Exercise:
Reproduce, word for word, the lines below from the one containing "of the orange" through the last of them.

## START

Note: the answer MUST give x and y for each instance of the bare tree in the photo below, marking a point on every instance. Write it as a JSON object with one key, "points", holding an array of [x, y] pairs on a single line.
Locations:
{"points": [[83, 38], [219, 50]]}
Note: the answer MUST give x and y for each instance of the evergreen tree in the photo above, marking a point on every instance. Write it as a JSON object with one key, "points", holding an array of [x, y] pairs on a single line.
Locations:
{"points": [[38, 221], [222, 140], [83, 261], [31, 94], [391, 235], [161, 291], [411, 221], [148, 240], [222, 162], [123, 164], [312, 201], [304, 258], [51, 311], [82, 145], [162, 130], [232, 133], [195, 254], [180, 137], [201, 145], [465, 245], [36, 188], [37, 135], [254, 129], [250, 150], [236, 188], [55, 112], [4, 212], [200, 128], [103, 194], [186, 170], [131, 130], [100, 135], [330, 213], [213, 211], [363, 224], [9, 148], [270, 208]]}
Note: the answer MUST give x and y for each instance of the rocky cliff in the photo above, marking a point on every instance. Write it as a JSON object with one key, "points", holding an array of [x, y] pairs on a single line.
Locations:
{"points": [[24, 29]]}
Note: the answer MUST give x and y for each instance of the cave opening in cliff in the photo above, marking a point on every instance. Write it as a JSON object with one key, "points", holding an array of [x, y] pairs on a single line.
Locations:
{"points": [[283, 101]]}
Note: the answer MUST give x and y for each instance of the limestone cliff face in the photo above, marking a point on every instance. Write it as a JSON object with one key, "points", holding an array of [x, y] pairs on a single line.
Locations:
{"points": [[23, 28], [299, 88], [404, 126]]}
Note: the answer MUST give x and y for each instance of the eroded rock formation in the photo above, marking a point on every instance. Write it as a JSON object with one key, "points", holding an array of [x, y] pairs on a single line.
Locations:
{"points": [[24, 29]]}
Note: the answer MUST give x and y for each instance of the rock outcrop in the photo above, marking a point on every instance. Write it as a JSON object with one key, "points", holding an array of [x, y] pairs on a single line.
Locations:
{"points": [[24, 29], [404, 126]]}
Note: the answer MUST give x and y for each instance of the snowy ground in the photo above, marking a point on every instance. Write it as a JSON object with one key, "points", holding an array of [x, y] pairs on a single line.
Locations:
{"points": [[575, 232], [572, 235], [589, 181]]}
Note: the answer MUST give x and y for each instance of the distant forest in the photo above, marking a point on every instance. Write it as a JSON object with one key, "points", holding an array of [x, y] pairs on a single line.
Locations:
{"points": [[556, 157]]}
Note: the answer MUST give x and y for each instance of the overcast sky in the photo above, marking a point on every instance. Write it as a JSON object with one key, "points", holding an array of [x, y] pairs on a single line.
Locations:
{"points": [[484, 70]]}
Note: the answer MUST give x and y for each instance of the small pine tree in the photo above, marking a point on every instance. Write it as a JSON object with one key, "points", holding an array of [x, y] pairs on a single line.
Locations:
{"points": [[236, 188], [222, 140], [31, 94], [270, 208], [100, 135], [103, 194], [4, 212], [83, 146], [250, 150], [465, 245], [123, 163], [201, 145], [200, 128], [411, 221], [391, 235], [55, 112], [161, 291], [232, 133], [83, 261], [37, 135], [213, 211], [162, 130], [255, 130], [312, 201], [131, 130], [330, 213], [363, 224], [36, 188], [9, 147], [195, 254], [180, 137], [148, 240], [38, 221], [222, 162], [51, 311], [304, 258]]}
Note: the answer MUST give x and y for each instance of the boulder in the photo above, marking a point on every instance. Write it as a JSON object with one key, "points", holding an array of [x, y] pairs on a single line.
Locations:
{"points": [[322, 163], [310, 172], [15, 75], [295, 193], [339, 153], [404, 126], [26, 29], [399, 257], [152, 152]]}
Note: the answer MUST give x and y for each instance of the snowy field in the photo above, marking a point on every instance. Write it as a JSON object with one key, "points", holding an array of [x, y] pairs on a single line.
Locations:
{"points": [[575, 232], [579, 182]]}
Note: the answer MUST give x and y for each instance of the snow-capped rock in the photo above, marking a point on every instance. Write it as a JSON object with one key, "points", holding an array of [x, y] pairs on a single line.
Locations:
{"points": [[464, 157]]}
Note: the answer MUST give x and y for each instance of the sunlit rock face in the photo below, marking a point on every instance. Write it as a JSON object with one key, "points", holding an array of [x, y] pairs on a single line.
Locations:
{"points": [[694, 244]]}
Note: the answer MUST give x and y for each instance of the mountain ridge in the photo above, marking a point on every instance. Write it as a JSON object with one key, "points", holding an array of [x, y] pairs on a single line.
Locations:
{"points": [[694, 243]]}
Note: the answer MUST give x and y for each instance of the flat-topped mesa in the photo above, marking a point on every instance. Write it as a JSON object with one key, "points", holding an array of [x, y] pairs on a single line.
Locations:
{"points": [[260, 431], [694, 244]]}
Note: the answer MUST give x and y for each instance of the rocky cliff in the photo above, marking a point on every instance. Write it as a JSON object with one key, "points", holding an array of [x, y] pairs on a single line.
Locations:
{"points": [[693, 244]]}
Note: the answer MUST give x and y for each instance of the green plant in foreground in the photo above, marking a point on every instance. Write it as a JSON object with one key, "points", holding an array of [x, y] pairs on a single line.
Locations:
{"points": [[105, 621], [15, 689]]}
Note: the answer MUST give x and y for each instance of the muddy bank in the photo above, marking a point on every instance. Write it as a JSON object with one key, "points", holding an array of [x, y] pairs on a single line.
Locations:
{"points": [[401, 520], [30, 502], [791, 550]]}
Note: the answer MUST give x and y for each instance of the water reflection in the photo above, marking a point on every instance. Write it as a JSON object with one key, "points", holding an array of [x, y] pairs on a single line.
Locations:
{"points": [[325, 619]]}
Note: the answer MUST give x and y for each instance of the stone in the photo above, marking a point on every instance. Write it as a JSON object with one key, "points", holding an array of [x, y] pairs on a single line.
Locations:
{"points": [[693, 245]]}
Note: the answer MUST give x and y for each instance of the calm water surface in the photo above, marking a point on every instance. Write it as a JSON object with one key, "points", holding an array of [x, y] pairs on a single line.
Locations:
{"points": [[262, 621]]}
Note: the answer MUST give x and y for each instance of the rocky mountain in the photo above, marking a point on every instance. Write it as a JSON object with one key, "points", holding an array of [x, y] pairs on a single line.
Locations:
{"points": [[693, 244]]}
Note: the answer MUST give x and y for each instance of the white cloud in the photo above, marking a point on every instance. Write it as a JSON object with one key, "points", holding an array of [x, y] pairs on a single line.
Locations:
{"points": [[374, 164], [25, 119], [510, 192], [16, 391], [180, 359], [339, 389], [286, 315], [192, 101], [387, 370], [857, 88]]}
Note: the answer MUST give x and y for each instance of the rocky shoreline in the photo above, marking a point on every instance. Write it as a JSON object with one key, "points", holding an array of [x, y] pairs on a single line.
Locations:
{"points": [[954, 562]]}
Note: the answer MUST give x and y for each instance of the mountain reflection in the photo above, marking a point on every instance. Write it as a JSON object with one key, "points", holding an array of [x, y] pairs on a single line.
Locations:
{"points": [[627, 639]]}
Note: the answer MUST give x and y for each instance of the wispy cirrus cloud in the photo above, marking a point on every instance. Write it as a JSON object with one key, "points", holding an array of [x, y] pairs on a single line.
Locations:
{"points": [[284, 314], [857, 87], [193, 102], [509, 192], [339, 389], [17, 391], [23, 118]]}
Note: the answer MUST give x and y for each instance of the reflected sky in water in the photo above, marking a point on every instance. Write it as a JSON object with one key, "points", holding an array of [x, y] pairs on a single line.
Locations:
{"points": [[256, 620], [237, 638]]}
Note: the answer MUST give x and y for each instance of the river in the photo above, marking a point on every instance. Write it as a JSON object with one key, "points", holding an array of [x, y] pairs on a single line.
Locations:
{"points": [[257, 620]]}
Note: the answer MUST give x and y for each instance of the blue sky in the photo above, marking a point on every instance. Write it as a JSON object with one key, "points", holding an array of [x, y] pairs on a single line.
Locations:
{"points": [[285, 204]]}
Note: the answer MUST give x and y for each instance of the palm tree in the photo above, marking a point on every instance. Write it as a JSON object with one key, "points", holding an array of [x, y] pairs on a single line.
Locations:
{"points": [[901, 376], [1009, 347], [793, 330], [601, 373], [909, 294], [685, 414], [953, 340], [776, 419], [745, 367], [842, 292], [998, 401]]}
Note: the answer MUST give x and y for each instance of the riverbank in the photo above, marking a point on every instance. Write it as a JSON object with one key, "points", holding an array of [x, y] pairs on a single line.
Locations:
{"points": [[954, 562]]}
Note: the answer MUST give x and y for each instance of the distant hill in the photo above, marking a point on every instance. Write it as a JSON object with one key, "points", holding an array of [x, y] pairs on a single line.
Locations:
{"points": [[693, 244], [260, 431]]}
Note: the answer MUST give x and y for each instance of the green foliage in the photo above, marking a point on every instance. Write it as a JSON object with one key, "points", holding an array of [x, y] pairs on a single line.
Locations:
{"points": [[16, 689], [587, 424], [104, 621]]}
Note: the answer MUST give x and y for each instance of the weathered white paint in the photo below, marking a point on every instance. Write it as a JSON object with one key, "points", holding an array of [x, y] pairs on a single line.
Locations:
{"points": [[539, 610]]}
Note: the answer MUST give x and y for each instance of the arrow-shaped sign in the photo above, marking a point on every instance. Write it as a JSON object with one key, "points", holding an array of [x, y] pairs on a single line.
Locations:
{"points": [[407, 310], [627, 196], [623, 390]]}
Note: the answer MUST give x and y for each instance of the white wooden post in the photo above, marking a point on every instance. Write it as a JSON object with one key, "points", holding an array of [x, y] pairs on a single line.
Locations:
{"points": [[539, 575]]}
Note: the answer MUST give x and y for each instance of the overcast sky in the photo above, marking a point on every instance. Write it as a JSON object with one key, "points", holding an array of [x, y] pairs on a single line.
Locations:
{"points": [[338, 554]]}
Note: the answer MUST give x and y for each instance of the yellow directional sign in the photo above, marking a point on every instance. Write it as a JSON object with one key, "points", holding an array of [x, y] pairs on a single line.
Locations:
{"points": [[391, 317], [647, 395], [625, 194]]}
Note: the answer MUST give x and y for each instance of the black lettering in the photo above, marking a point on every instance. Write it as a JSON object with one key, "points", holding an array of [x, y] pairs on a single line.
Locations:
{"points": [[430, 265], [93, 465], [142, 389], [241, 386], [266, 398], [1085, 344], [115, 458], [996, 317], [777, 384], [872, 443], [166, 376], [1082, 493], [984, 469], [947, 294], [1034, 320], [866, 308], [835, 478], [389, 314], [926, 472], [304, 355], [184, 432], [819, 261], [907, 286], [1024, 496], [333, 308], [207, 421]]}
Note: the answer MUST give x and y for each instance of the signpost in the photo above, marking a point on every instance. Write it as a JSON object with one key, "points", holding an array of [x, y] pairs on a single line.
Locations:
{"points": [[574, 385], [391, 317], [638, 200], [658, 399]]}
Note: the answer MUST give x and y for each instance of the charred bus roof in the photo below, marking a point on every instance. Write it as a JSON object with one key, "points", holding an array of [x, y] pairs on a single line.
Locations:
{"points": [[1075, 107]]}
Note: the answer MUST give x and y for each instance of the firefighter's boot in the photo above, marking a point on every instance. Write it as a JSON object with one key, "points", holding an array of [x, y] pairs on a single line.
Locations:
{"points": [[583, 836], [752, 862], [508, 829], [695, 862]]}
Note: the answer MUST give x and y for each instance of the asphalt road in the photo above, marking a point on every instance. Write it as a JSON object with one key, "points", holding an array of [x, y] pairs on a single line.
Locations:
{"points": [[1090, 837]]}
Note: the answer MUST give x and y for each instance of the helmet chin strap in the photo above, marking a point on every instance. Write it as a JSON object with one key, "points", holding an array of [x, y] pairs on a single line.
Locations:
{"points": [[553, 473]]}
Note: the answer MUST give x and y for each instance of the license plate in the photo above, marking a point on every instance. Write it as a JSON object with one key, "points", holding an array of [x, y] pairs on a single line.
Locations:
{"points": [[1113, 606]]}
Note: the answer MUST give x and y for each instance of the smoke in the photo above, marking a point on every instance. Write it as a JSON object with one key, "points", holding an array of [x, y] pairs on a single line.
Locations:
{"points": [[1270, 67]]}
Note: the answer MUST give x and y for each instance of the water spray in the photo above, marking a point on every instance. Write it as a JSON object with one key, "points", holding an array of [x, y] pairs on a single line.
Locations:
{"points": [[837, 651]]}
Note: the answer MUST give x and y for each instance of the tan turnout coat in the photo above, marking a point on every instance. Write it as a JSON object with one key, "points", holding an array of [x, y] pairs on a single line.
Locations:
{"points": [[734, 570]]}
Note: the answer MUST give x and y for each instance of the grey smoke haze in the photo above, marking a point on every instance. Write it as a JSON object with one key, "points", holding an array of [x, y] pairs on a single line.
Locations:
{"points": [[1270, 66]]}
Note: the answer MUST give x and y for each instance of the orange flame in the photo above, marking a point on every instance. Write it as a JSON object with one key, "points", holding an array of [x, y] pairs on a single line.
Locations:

## END

Output below:
Note: the answer MUST give x and y for each instance of the orange flame in the photo above, marking a point on every instance. Write it as a JSON object with one key, "points", holding an array of [x, y] pairs on a single line.
Locations:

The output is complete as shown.